Sunday, 13 July 2008

Wednesday, September 2, 1953

W L Pct. GB
Spokane ..... 42 29 .592 —
Lewiston .... 38 27 .585 1
Salem ....... 36 31 .537 4
Yakima ...... 35 31 .530 4½
Edmonton .... 34 32 .515 5½
Vancouver ... 36 35 .507 6
Calgary ..... 30 35 .462 8
Tri-City .... 30 38 .441 10½
Wenatchee ... 28 37 .431 11
Victoria .... 28 40 .412 12½

SPOKANE—Spokane Indians blanked Wenatchee 9-0 Wednesday night behind the four-hit pitching of Art Worth to regain the lead in the Western International League and take a 2-1 triumph in their series with the Chiefs.
Two home runs by Stan Palys accounted for the Indians' first run in the second inning and their last three tallies in the eighth.
Spokane tagged Wenatchee starter Rich Botelho and Frank DeCarolis, who relieved him in the eighth, for 11 hits and six walks. Worth struck out 11 Chiefs, while walking only five.
Wenatchee threatened only once in the third inning, when an error sent Ross McCormack to first, and Mike McCormick and Harry Bartolomei got on a walk and a hit.
Spokane moves to Lewiston Thursday for a crucial four-game series with the second-place Broncs.
Second baseman Jim Brown, chosen the most valuable Spokane player by the local writers, received numerous gifts during the contest.
Wenatchee ........ 000 000 000—0 4 1
Spokane ............ 010 003 23x—9 11 4
Bothelo, DeCarolis (3) and Bartolomei; Worth and Sheets.

VANCOUVER [Clancy Loranger, Province, Sept. 3]—It’s been a long wait between visits, but for Vancouver fans at least, Lewiston Broncs’ stay here was one of the most interesting and enjoyable of the season.
Bill Brenner and his crew, who hadn’t been here since April, would probably just as soon have skipped this trip. Fighting for the pennant, the Broncs ran into a Capilano team that was bouncing back after a sad losing streak, and after three losses in four tries, will have to win their flag the hard way, if they win it.
But, even in the losing, the Broncs gave the folks something to holler about, or at least at. In splitting Wednesday night’s doubleheader, Brenner and Co. kept the paying customers off their hands all the way.

Data supplied>
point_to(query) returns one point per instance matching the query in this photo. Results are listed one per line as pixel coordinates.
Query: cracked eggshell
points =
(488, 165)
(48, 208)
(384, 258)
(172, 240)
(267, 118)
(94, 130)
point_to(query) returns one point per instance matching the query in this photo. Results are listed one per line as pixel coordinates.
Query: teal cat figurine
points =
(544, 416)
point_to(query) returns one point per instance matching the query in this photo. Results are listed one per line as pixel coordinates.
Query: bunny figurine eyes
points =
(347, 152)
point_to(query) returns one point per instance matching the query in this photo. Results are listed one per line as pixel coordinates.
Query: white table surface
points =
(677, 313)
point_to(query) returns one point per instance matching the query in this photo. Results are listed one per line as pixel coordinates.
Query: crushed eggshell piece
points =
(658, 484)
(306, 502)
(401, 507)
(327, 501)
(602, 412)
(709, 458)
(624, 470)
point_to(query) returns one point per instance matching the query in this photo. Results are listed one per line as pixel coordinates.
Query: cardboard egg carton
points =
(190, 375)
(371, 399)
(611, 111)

==

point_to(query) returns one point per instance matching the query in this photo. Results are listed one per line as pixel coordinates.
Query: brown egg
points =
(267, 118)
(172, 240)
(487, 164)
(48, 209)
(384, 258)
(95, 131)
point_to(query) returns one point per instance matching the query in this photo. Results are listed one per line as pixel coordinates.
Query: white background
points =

What is expected>
Render this sentence from the Western International League baseball report in Spanish: "Spokane moves to Lewiston Thursday for a crucial four-game series with the second-place Broncs."

Expected answer>
Spokane se traslada a Lewiston el jueves para una serie crucial de cuatro juegos contra los Broncs, que ocupan el segundo lugar.